"""

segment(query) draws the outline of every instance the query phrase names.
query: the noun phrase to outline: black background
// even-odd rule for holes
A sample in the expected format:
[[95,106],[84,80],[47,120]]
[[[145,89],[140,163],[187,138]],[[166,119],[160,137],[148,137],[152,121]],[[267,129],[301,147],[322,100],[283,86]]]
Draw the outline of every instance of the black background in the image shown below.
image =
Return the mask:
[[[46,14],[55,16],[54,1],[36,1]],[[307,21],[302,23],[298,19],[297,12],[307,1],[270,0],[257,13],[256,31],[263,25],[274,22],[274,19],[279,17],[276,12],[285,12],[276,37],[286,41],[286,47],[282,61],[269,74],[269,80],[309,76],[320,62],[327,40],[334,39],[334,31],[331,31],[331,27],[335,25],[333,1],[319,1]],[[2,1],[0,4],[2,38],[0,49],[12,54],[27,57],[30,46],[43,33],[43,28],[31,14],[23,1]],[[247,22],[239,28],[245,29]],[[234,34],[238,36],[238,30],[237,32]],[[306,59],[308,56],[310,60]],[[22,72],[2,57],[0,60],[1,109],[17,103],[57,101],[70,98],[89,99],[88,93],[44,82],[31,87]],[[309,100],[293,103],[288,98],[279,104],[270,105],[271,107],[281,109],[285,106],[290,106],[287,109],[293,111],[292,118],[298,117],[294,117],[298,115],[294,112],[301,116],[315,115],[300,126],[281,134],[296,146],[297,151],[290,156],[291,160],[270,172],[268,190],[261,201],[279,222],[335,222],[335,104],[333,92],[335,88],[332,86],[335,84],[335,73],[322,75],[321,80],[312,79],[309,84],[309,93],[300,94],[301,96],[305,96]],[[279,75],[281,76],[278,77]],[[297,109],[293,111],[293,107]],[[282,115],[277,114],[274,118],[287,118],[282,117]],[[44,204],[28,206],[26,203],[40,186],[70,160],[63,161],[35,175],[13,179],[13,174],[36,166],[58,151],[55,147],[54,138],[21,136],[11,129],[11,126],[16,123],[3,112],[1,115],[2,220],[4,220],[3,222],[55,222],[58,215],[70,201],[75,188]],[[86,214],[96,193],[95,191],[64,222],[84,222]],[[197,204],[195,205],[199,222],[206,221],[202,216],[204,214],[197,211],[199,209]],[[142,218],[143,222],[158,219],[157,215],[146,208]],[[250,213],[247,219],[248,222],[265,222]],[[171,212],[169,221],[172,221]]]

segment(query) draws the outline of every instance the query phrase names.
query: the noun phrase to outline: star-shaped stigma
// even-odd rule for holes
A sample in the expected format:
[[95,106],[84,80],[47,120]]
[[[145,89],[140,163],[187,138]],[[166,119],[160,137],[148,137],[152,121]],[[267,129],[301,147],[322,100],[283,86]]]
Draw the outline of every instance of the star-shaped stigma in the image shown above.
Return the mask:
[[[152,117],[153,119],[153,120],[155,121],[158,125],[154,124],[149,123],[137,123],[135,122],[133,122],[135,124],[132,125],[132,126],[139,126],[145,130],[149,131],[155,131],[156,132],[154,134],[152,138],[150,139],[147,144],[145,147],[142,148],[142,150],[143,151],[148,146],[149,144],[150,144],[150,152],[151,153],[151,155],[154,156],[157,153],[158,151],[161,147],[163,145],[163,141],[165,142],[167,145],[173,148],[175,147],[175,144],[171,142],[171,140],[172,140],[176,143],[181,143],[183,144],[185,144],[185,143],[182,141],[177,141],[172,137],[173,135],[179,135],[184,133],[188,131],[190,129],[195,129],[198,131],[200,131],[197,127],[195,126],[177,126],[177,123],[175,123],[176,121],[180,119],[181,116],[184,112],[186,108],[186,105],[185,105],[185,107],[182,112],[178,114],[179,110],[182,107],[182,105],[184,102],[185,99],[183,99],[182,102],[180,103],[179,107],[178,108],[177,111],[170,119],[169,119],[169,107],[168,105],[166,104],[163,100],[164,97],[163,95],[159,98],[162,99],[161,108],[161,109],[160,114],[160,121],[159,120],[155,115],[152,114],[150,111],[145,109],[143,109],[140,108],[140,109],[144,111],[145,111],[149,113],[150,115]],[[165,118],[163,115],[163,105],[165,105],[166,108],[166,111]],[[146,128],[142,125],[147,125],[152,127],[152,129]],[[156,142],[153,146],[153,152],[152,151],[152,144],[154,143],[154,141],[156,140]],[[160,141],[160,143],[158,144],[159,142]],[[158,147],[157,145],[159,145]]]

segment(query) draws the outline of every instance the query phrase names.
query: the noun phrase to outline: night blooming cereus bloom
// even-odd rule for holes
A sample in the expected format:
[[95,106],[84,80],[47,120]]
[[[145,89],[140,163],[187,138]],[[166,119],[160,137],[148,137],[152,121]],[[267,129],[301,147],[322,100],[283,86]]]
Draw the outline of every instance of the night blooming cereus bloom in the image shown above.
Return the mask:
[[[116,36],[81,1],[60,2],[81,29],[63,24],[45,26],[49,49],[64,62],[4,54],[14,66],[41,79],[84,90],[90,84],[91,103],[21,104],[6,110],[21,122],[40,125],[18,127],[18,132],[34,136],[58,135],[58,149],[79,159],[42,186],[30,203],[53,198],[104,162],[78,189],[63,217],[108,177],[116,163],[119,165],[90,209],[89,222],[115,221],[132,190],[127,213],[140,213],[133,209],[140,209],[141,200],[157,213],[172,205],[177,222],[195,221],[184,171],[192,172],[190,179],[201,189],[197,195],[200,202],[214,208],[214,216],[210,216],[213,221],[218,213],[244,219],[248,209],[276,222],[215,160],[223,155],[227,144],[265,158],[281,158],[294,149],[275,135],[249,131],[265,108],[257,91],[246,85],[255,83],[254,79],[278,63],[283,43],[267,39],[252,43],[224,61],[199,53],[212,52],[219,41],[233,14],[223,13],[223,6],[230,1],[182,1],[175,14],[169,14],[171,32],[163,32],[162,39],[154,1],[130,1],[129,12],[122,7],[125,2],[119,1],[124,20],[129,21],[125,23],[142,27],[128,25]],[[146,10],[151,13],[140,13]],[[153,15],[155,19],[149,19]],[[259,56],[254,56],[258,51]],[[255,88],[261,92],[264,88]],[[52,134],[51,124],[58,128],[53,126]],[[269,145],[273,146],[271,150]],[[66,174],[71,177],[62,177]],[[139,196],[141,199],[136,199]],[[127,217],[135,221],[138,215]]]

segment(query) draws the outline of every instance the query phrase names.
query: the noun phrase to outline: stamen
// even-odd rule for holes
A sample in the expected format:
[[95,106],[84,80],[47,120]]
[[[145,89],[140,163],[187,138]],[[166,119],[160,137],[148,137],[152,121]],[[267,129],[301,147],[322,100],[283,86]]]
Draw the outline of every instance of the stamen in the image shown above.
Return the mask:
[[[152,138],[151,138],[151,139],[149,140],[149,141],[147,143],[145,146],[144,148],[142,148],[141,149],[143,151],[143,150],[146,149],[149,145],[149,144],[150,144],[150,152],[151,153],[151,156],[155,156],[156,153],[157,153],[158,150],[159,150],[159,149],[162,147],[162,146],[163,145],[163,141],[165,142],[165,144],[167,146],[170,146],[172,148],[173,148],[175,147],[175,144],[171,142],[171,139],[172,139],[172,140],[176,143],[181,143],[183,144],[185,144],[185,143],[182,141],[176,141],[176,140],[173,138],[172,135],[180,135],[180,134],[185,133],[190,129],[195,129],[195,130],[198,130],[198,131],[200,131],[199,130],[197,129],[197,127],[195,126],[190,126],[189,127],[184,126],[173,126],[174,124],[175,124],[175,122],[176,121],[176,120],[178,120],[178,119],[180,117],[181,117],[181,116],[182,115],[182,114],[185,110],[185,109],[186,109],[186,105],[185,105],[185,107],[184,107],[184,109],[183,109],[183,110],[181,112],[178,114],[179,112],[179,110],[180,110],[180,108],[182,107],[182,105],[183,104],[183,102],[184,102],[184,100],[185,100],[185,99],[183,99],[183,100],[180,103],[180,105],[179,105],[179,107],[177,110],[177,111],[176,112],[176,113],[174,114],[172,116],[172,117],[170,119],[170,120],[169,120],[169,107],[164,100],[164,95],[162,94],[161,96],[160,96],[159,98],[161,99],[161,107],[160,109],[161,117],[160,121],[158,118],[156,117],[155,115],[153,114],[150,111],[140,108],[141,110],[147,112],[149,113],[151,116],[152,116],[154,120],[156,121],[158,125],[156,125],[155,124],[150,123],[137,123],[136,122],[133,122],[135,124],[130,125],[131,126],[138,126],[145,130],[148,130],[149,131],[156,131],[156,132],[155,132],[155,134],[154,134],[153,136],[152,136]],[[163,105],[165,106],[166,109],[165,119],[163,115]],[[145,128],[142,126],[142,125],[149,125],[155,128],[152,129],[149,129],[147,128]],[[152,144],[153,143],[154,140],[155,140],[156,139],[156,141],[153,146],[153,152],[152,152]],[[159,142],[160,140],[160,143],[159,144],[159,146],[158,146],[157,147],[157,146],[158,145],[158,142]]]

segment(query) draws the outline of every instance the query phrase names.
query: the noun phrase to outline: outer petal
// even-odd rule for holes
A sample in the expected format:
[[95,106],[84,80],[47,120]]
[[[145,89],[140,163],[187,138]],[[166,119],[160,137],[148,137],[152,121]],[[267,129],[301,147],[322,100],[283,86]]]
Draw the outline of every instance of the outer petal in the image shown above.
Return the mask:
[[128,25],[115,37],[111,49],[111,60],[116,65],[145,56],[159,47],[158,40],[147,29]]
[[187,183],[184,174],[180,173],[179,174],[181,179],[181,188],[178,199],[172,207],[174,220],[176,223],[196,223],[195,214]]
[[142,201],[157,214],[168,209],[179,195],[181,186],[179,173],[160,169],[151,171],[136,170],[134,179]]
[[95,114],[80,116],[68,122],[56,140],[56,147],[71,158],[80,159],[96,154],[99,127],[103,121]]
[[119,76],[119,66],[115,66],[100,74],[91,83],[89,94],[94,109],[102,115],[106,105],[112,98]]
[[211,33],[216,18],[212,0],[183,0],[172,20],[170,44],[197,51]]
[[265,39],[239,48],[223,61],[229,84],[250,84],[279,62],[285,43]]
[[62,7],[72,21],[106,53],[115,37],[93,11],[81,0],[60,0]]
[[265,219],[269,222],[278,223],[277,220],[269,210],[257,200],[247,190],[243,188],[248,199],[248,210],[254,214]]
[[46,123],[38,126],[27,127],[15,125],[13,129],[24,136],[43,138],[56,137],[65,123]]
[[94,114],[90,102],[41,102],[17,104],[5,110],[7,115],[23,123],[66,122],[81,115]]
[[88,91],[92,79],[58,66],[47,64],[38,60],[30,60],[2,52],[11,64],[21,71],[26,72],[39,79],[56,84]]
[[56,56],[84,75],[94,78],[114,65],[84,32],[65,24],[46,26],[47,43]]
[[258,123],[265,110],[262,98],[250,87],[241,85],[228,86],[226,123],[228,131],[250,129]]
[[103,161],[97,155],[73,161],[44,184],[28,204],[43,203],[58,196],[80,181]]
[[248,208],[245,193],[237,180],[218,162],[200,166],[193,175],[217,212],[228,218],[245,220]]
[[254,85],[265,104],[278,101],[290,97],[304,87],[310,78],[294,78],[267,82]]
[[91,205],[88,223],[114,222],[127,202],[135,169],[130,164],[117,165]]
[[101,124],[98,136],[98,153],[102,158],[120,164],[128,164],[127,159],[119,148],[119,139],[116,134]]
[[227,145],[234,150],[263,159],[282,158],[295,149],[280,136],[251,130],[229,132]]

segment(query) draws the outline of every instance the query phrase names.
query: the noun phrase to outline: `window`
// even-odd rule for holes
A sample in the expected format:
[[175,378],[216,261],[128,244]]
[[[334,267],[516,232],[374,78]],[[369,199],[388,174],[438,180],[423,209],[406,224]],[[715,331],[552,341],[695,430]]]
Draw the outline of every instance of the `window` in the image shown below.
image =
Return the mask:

"""

▸ GIVEN TASK: Pull out every line of the data above that contains the string "background". Case counts.

▸ COMPLETED EXERCISE:
query: the noun phrase to outline: black background
Draw the outline of every instance of the black background in the image shown below.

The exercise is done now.